=== FRAGMENT DOKUMENTU ===

Katastrofa smoleńska dla inteligentnych inaczej

Obrazek użytkownika zetjot
Blog

Od samego początku sprawy smoleńskiej widoczna była, mówiąc najdelikatniej, niechęć rządu do zajmowania się tą kwestią i nietrudno było dostrzec wszelki zaniedbania z tym związane. Z Polaków usiłowano robić, zgodnie z tradycją tzw.III RP, idiotów i trzeba przyznać, że sporo ludzi w tym kierunku z władzą współpracowało.

Idiota ma na wszystko gotowe odpowiedzi. Bo posługuje się prostymi algorytmami opartymi nie na racjonalnej analizie, lecz na zmyśle wzroku. I tak jest też w kwestii katastrofy smoleńskiej.

Kto prowadzi samolot, kto siedzi za sterami ? No przecież pilot.

Kto jest więc winien w razie katastrofy ? Oczywista oczywistość dla idioty, że pilot.

Kto jest więc winien spowodowania katastrofy smoleńskiej ? No w tej sytuacji to tylko oszołomy zadają takie pytanie.

Trudno oczekiwać od idioty innej odpowiedzi, szczególnie jeśli dodamy do tej konstatacji to, że mamy do czynienia z idiotą użytecznym.

Od samego początku żadne tam badania nie były potrzebne, więc żadnych badań takich jakie znamy z innych katastrof, nie prowadzono, bo politycy platformerscy drogą organoleptyczną lub telepatyczną ustalili, że winni są, jak stwierdzono powyżej, piloci. Potem wariant ten można było, dając upust fantazji, rozszerzyć dodając kolejne kategorie winnych spoza ścisłej załogi, bo ofiary głosu nie mają. To ten sam specyficzny stosunek do ofiar, co w przypadku żołnierzy niezłomnych.

=== DOSTARCZONE DANE ===

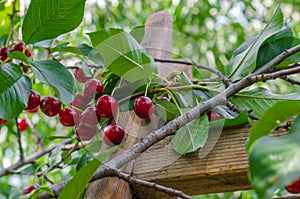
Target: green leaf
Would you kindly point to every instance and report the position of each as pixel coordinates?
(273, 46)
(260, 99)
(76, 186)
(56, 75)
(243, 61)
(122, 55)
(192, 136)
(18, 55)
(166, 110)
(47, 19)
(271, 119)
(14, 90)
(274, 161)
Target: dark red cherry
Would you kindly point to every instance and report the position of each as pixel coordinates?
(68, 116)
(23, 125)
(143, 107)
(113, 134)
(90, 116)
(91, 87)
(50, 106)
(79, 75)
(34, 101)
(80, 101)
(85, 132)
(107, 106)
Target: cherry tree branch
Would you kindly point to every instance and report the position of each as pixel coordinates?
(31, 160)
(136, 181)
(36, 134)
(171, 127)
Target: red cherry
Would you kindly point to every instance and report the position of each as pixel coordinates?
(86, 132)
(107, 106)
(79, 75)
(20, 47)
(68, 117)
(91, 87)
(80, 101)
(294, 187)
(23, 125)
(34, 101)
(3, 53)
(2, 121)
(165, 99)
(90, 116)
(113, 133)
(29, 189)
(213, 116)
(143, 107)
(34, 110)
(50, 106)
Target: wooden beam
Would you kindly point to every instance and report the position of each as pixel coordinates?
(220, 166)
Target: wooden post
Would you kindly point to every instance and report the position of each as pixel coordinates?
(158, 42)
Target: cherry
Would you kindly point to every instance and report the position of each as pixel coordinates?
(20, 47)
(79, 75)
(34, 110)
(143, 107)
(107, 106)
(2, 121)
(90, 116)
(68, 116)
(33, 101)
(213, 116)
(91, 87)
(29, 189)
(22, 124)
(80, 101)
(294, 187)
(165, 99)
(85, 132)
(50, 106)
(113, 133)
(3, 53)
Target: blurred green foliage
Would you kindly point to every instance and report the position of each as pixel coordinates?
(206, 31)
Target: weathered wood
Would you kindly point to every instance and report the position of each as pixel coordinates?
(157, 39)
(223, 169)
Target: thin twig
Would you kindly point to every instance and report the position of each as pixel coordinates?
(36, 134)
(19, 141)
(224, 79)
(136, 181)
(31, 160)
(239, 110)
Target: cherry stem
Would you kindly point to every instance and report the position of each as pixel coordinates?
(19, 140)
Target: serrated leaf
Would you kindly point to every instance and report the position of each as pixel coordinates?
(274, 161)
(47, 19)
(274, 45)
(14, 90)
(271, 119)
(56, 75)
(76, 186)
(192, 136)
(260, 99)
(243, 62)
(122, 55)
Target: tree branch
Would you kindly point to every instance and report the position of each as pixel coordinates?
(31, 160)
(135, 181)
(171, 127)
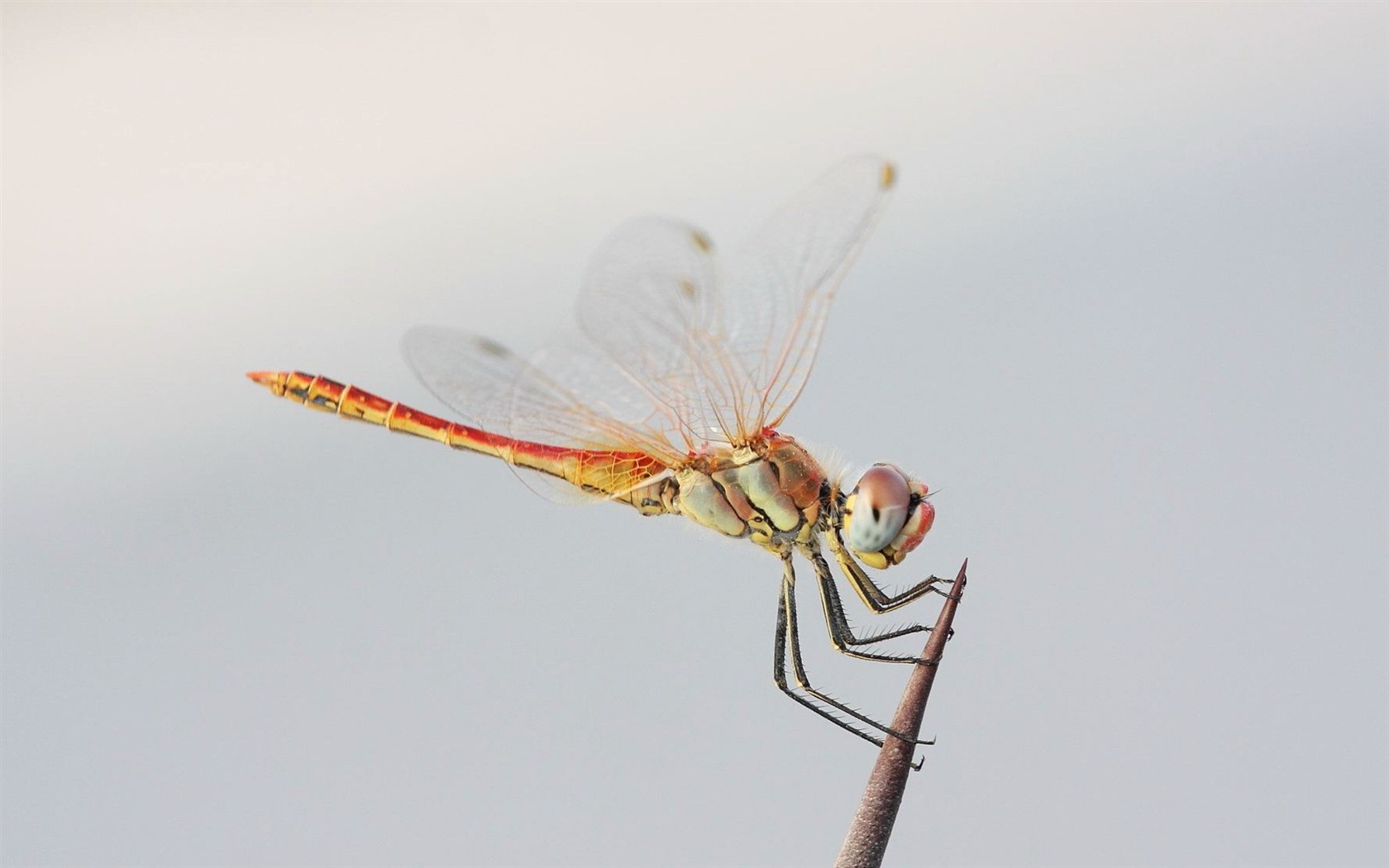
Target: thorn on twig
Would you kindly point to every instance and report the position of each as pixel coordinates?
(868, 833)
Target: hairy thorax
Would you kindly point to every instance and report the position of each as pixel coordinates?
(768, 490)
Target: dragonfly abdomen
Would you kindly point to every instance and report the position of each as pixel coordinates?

===

> _POLECENIE DO WYKONANIA_
Przepisz wiernie fragment wpisu o katastrofie smoleńskiej, zaczynając od słów „Od samego początku sprawy” i kończąc na słowach „kwestii katastrofy smoleńskiej.”. Wykaz nie ma żadnego związku z wpisem o katastrofie smoleńskiej.

> _ROZWIĄZANIE ZADANIA_
Od samego początku sprawy smoleńskiej widoczna była, mówiąc najdelikatniej, niechęć rządu do zajmowania się tą kwestią i nietrudno było dostrzec wszelki zaniedbania z tym związane. Z Polaków usiłowano robić, zgodnie z tradycją tzw.III RP, idiotów i trzeba przyznać, że sporo ludzi w tym kierunku z władzą współpracowało.

Idiota ma na wszystko gotowe odpowiedzi. Bo posługuje się prostymi algorytmami opartymi nie na racjonalnej analizie, lecz na zmyśle wzroku. I tak jest też w kwestii katastrofy smoleńskiej.